_Set exercise:_ Recast each line of the entries, from the line containing "fan downrod in" through the end of the entries, as a numbered list, leaving out any blank lines.

[Point placement entries]
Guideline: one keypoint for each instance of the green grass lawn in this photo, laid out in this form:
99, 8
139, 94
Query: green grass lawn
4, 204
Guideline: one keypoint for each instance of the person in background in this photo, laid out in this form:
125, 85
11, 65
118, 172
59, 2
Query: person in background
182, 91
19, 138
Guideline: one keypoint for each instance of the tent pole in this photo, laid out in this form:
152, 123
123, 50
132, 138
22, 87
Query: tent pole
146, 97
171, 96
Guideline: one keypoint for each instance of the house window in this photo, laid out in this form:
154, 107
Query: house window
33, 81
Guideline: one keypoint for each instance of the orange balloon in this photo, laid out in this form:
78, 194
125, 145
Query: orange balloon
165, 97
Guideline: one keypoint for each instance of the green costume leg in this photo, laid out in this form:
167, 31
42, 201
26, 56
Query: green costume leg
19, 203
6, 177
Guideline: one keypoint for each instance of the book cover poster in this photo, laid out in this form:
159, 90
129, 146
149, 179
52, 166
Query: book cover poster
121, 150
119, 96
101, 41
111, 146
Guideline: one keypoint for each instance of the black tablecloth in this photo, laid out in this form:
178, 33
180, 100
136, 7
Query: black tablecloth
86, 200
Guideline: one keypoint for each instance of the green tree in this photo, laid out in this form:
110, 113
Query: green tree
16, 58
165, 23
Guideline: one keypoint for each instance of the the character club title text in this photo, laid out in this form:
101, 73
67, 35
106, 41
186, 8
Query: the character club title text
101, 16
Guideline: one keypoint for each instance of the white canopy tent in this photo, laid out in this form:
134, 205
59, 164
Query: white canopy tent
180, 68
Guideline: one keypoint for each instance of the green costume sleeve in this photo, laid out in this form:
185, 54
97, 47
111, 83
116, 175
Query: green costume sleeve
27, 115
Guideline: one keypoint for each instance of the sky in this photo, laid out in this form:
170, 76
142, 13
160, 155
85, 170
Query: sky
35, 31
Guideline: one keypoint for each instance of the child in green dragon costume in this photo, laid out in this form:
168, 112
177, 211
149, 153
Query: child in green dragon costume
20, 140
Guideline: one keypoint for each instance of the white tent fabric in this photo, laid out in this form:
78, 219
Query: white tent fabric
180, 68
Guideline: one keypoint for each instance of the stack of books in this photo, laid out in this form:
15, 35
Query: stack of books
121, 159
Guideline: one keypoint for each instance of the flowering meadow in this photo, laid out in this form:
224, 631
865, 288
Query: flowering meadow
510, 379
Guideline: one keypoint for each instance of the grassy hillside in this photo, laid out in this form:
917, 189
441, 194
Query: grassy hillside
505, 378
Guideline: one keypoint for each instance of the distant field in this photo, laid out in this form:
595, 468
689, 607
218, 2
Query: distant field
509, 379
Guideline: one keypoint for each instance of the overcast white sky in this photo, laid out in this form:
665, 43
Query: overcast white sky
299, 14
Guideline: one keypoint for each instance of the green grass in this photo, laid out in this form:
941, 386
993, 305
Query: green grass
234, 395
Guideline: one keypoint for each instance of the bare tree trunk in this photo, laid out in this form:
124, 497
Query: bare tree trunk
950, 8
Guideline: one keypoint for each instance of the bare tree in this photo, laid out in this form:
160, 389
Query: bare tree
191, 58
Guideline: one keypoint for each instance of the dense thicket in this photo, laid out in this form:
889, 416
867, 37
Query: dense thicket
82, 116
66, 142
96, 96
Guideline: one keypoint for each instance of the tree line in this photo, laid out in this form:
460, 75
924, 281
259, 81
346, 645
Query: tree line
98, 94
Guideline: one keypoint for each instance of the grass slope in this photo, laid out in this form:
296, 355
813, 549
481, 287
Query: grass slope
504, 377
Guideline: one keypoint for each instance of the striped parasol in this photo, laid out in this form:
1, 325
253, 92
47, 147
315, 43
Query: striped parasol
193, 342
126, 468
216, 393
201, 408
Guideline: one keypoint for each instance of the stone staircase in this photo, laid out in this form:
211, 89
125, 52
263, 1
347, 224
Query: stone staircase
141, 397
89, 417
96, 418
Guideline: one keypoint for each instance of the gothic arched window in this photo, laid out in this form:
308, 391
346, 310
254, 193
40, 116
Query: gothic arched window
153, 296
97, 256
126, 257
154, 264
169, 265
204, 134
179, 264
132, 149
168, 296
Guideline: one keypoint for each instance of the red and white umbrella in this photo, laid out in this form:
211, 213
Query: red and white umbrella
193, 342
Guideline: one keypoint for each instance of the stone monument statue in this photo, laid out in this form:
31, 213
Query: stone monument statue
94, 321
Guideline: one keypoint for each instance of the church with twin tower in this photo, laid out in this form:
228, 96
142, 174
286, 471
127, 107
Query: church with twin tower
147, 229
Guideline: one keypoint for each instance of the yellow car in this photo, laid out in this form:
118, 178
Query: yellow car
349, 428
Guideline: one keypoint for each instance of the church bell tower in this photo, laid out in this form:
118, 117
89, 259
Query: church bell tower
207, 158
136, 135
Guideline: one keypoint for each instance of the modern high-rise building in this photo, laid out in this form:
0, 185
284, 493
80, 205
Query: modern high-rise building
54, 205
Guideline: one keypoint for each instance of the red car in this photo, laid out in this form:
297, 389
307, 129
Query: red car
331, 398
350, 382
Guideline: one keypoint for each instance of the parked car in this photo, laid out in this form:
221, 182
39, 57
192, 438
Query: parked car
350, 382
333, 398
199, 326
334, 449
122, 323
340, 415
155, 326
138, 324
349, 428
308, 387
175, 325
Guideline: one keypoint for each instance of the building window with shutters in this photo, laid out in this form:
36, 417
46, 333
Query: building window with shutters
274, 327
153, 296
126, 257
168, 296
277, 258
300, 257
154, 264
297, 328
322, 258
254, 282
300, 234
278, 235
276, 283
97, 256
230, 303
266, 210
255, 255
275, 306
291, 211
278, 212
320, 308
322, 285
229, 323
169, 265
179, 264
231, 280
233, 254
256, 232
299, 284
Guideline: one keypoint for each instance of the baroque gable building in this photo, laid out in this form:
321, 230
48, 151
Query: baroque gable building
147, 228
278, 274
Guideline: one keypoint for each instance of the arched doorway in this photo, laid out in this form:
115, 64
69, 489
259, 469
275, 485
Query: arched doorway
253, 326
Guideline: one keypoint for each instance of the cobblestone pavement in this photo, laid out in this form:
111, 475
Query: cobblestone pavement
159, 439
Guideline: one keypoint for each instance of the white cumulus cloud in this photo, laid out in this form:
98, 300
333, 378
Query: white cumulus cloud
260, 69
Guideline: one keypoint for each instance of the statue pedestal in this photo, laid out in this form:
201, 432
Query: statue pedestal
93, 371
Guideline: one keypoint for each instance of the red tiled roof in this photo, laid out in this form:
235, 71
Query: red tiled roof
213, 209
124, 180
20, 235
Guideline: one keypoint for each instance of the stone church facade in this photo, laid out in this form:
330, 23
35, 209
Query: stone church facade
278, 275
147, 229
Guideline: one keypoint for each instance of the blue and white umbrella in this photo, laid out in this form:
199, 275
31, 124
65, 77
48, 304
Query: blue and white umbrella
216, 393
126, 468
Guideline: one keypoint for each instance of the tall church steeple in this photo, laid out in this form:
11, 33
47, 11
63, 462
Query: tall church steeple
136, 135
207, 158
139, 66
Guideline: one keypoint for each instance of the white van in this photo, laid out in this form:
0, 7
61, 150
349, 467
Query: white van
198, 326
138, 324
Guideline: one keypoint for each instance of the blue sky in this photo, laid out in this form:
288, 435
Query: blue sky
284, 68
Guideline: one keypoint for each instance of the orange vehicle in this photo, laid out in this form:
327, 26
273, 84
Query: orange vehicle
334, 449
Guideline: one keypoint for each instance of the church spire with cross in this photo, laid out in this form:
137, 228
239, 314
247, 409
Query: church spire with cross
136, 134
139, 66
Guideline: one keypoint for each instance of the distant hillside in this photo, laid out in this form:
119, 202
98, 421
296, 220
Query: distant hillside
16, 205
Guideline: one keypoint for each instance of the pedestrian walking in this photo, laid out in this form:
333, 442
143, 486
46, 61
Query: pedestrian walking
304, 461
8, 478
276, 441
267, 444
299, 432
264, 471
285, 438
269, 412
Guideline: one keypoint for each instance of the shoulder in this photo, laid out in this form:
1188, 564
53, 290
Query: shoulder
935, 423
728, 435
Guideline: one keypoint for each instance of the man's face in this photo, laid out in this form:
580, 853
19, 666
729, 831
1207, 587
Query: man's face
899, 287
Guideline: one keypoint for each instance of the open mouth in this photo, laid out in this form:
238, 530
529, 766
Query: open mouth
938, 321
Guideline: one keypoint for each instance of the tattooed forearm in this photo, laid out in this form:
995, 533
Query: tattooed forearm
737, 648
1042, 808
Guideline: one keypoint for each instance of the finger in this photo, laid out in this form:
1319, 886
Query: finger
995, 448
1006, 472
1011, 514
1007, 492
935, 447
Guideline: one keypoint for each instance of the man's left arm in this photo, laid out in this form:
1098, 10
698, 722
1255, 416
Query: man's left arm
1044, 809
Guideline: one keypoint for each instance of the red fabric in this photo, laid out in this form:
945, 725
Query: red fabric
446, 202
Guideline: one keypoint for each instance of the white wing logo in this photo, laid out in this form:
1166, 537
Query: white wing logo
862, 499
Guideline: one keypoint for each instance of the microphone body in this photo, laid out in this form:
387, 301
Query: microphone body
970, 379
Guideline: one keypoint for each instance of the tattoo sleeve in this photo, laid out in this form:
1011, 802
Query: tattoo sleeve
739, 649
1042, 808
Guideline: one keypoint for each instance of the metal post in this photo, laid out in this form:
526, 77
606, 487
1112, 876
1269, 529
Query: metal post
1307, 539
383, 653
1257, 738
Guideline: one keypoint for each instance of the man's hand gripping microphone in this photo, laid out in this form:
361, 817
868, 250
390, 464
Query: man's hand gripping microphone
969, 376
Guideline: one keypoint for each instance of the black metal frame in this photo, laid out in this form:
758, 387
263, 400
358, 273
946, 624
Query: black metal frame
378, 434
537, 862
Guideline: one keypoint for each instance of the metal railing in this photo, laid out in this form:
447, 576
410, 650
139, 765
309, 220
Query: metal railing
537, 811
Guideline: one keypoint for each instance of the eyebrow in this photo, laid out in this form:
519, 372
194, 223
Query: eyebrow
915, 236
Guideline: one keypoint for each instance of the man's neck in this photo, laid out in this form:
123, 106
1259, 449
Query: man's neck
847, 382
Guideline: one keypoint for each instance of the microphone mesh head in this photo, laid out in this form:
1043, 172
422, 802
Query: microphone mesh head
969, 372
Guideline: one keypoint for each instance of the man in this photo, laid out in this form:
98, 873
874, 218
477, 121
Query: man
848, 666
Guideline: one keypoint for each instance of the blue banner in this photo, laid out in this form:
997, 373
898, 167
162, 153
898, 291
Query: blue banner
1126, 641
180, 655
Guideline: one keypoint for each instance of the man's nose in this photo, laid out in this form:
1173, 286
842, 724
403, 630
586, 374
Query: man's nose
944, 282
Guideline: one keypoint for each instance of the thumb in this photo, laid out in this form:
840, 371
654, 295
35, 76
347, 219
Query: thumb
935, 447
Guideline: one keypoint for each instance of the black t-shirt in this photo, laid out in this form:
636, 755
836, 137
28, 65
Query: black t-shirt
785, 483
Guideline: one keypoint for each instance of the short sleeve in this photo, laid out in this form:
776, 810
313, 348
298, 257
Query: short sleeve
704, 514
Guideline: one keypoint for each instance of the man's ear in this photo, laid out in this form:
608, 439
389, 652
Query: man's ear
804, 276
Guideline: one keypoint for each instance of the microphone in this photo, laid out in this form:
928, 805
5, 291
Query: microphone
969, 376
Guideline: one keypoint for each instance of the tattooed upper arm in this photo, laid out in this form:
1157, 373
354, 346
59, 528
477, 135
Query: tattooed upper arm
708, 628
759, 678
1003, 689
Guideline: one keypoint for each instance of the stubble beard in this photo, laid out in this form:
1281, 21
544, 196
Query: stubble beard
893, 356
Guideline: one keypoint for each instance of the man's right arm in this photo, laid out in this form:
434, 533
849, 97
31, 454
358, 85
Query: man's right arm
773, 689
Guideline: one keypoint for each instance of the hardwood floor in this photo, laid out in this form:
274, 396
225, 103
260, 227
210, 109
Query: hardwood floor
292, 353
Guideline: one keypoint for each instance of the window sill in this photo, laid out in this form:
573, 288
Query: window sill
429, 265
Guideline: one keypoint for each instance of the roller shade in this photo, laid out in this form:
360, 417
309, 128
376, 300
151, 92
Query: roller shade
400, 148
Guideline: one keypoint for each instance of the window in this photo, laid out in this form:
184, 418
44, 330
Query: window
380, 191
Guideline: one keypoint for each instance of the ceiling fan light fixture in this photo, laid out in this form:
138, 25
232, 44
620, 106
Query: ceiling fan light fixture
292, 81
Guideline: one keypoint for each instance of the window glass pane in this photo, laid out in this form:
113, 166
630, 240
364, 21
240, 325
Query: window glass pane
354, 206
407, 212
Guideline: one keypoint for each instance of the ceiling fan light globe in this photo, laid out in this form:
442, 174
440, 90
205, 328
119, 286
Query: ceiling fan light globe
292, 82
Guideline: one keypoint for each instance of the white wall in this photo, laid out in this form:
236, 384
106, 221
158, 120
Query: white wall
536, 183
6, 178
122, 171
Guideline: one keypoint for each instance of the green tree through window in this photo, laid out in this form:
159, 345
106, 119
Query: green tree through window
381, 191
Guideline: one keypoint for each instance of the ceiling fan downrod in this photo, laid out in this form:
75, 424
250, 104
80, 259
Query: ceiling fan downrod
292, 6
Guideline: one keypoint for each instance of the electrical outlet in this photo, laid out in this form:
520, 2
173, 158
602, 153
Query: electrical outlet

_Finished exercise:_
1. Guideline: one keypoint for each instance of the ceiling fan downrod in this photo, laid out in this form:
2. 75, 424
3. 250, 104
4. 80, 259
5. Query: ceiling fan downrod
6. 292, 6
7. Guideline: one keypoint for each instance of the electrical outlet in this photo, laid out in this form:
8. 520, 2
9. 173, 158
10. 602, 153
11. Query: electrical outlet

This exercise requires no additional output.